▶ [Passage provided]
I live in an rv fulltime. And even in central Mississippi in the winter where we stayed for a couple of winters, it was not uncommon to use several hundred dollars worth of propane over the course of a month in winter. And the lowest temperature I ever saw was 17 above zero.

Not saying it can't be done. Just saying that it's not gonna be easy, comfortable or cheap.


----------



## Cabin Fever

Along with the insulation the others have suggested, I would also recommend building a 3-wall "mud room" outside of the camper's front door (the fourth wall is the camper). Put a wood burning stove inside the mudroom and keep the camper's door open. With a fan or two, circulate the heat into the camper. 

I would drain all the water and sewer lines and keep them empty during the winter. Use a porti-pottie or composting toilet. Heat water on the woodstove.

We have friends who spent two years in a teepee in northern Minnesota so they could save enough money for a house. So, it can be done with a camper, too.


----------



## Terri in WV

I'm sorry for your troubles. If you can't insulate around the whole thing, at least get some kind of underpinning to keep air from going under. Also, blankets, quilts or insulated curtains for the windows and extra quilts for the bed. You might also consider an "Eden Pure type" heater. I've had to use them in the past and they do put out a surprising amount of heat and didn't raise the electric noticeably. One can be picked up for about $120 and might help to really cut down on the propane usage.

Best of luck!


----------



## tinknal

First, park it so that the side with the most windows has a sunny southern exposure. Bank with straw or bags of leaves. When the snow flies pile it up along the walls as far as you can.

Believe it or not, as long as you are not very old, very young, or ill heat is not a necessity. We have survived a Minnesota winter with no heat, and without terrible discomfort.


----------



## Calico Katie

Where will you keep your horses? Do you have a barn you could move the trailer into? Don't know if you'd have any exhaust issues with that idea but anything you could surround yourself with to cut the worst of the cold would help.


----------



## Molly Mckee

We had friends that lived in a camper on their farm after a house fire. They did put bales around the bottom, and let snow pile up on the bales. They were comfortable, this was about 40 miles west of Milwaukee, WI so cold and windy.


----------



## Jim-mi

If you know or can find somebody near by with a barn that is reasonably air tight, just parking the trailer in the barn out of the weather would make a big difference ....

If outside bite the bullet now and get 2 inch blueboard --foam-- insulation and put it totally around the trailer like a skirt.
Pay for the insulation or for MORE propane...................

▶ [Collected material]
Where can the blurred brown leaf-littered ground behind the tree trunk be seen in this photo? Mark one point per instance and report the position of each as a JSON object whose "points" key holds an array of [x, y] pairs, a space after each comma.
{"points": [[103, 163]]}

▶ [Task to carry out]
From the forum thread on spending winter in a camper, copy word for word the section that opens with the words containing "We had friends" and closes with "big difference ....".

▶ [Worked solution]
We had friends that lived in a camper on their farm after a house fire. They did put bales around the bottom, and let snow pile up on the bales. They were comfortable, this was about 40 miles west of Milwaukee, WI so cold and windy.


----------



## Jim-mi

If you know or can find somebody near by with a barn that is reasonably air tight, just parking the trailer in the barn out of the weather would make a big difference ....